Directives
1) In the VPN thread, what has the poster been turning off while gaming?
2) Reproduce the stretch of the VPN thread from "Remove the PC" through "that you run.".
3) Write the next part of the VPN thread, picking up after its final sentence.

Document
▼▼▼

I've setup a VPN client and successfully selected my computer on the lan to be routed through this vpn which is great but is there a way to bypass the VPN and go directly through WAN when I play COD Warzone? I do not want the added latency of going through the VPN when gaming. I've been disabling the VPN director rule when playing but was looking to see if there is a rule to make this work automatically.
I've setup a VPN client and successfully selected my computer on the lan to be routed through this vpn which is great but is there a way to bypass the VPN and go directly through WAN when I play COD Warzone? I do not want the added latency of going through the VPN when gaming. I've been disabling the VPN director rule when playing but was looking to see if there is a rule to make this work automatically.
The short answer is yes. The longer answer is how much effort you want to put into setting it up
Disable the VPN when playing the game if your PC is the only client?
Remove the PC from the routed systems, or setup a bypass depending on your configuration, when playing games?
There are a number of threads on how to bypass or enable for specific ports if you know the range used.
You can also create enable and disable scripts that you run.

▲▲▲

Given data
▼▼▼

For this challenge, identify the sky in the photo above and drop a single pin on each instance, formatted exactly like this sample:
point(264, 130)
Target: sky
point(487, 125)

▲▲▲

Set of answers
1) The VPN director rule.

2)
Remove the PC from the routed systems, or setup a bypass depending on your configuration, when playing games?
There are a number of threads on how to bypass or enable for specific ports if you know the range used.
You can also create enable and disable scripts that you run.

3)
I'm sure there are many other ways.
@DarnellG ... It is a PITA. How about make it easy on yourself, and just set up a different IP for your PC that routes directly over the WAN vs. the VPN. Configure your VPN to keep your current IP to route over the VPN, and create another that gets excluded from it. You could probably create a few batch files on your PC's desktop, one labeled VPN.bat and the other COD.bat... and just run whichever one you want. In each batch file, just have a statement like this that reflects which IP it needs to change to:
Code:
netsh interface ip set address "Local Area Connection" static 192.168.0.10 255.255.255.0 192.168.0.1 1
That's static IP address, subnet, gateway, and metric (usually 1)... incase you needed it. Also, this is assuming your default LAN connection is called "Local Area Connection".
Agree with @Viktor Jaep to just change your IP. I went one step further and wrote this batch script
Substitute your static IP/Gateway/DNS and run as admin
Edit: make sure you add a rule in the VPN director for your static IP to route via your WAN connection
Code:
@ECHO OFF
net session > nul 2>&1
IF %ERRORLEVEL% NEQ 0 (
ECHO Program needs to be run as Administrator
pause > nul
exit )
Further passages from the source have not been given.